### TEXTAUSZUG
**********

# Wasser wird braun



## BabsiL (5. Aug. 2007)

Hallo,
ich habe meinen Teich nun seid einem Jahr. Kurz nach dem Anlegen des Teiches hatte ich das "grünes Wasser" Problem, was sich aber von allein gelegt hat. Nachdem die Schwebealgen abgestorben waren sanken sie zu Boden und das Wasser war wieder klar.

Ab ca. Mai hatte ich dann Fadenalgen im Teich, allerdings noch nicht sooo viele. Nun wird das Wasser aber immer trüber und brauner (Schwebeteilchen), fast schon zur Brühe   Was kann ich tun???
Sichttiefe nur noch ca. 15cm

Hier noch ein paar technische Daten zum Teich:
- Oberfläche ca. 14m2
- Volumen: ca. 7m3
- kein Schatten, nur 3 kleine Seerosen, die aber nicht viel Schatten spenden. 
- Pumpe/Filter: Velda Druckfilter 50l (angeblich für die doppelte Größe ausgelegt, auch mit Koi) im Dauerbetrieb
- UV Lampe 18W im Dauerbetrieb
- Bewohner: 9 kleine Koi und Spiegelkarpfen ( zwischen ca. 10 - 25cm)
- Wasserwerte ok: NO3=0; NO2=0; GH=2; KH=7; PH=7,5; Phosphat=0; 26°C in ca. 30cm Tiefe (gemessen mit Amtra Streifen bzw. extra Phosphat Tester)

**********

### AUFGABEN
A – Kannst du aus dem Forumsbeitrag über das braun gewordene Teichwasser den Abschnitt, der mit den Worten um „Sichttiefe nur noch“ beginnt und mit „ca. 10 - 25cm)“ endet, wortgetreu duplizieren?
B – Kannst du den Forumsbeitrag über das braun gewordene Teichwasser nach seinem letzten Satz weiterschreiben?

Datensätze zur Positionsbestimmung:
**********

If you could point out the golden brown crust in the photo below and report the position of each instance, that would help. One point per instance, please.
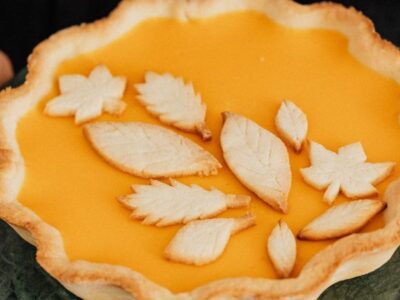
(351, 256)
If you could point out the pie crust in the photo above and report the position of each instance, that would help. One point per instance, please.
(349, 257)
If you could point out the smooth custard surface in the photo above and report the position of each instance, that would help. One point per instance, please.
(239, 62)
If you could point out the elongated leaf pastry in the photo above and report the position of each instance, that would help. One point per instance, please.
(174, 102)
(162, 204)
(292, 125)
(149, 151)
(88, 97)
(282, 249)
(346, 171)
(202, 242)
(341, 220)
(258, 159)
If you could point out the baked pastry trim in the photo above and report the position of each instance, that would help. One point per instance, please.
(348, 257)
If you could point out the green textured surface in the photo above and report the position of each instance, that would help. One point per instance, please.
(22, 278)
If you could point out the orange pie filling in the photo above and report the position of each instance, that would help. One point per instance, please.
(239, 62)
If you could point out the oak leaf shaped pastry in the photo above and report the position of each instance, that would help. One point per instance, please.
(202, 242)
(341, 220)
(345, 171)
(163, 205)
(149, 151)
(292, 125)
(88, 97)
(282, 249)
(258, 158)
(174, 102)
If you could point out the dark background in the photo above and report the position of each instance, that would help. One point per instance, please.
(23, 24)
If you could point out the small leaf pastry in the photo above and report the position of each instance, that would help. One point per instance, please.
(282, 249)
(149, 151)
(174, 103)
(346, 171)
(88, 97)
(162, 204)
(292, 125)
(202, 242)
(341, 220)
(258, 159)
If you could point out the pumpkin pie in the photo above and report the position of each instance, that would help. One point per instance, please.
(253, 107)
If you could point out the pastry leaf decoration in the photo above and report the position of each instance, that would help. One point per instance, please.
(87, 97)
(346, 171)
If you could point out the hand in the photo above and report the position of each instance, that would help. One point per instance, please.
(6, 69)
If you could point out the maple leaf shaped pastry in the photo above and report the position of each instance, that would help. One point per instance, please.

**********

### ERGEBNISSE JE AUFGABE
A –
Sichttiefe nur noch ca. 15cm

Hier noch ein paar technische Daten zum Teich:
- Oberfläche ca. 14m2
- Volumen: ca. 7m3
- kein Schatten, nur 3 kleine Seerosen, die aber nicht viel Schatten spenden. 
- Pumpe/Filter: Velda Druckfilter 50l (angeblich für die doppelte Größe ausgelegt, auch mit Koi) im Dauerbetrieb
- UV Lampe 18W im Dauerbetrieb
- Bewohner: 9 kleine Koi und Spiegelkarpfen ( zwischen ca. 10 - 25cm)

B –
Das habe ich schon versucht:
- Heute das 4te mal in diesem Jahr den Filter sauber gemacht. Der Schlamm darin roch wie im Klärwerk. Die ersten beiden Male hatte ich neue Starterbakterien zugegeben, letztes Mal und heute nicht mehr.
- diverse "Klarwasser" Mittelchen reingekippt, ca. 4x seit Ende Mai. Heute auch wieder, war ein anderes angeblich besseres Mittel, hat aber noch gar nichts bewirkt, das andere hatte wenigstens eine kurze Zeit lang ein wenig bewirkt. Zu viel Chemie möchte ich auch nicht in den Teich kippen.
- Heute habe ich auch die tiefste Stelle (ca. 1,20m) mal mit einem Schlammsauger bearbeitet, allerdings nur grob

Meine kleinen Racker sind noch wohlauf soweit ich es beurteilen kann. Ich habe nur Angst das Wasser könnte "kippen", aber auch wenn es nicht kippt, wäre klareres Wasser schon schöner, dann würde ich meine Racker auch nicht nur sehen wenn sie nach Futter betteln.

Freue mich auf gute Ideen von Euch
Ein Teich Neuling


----------



## zaphod (5. Aug. 2007)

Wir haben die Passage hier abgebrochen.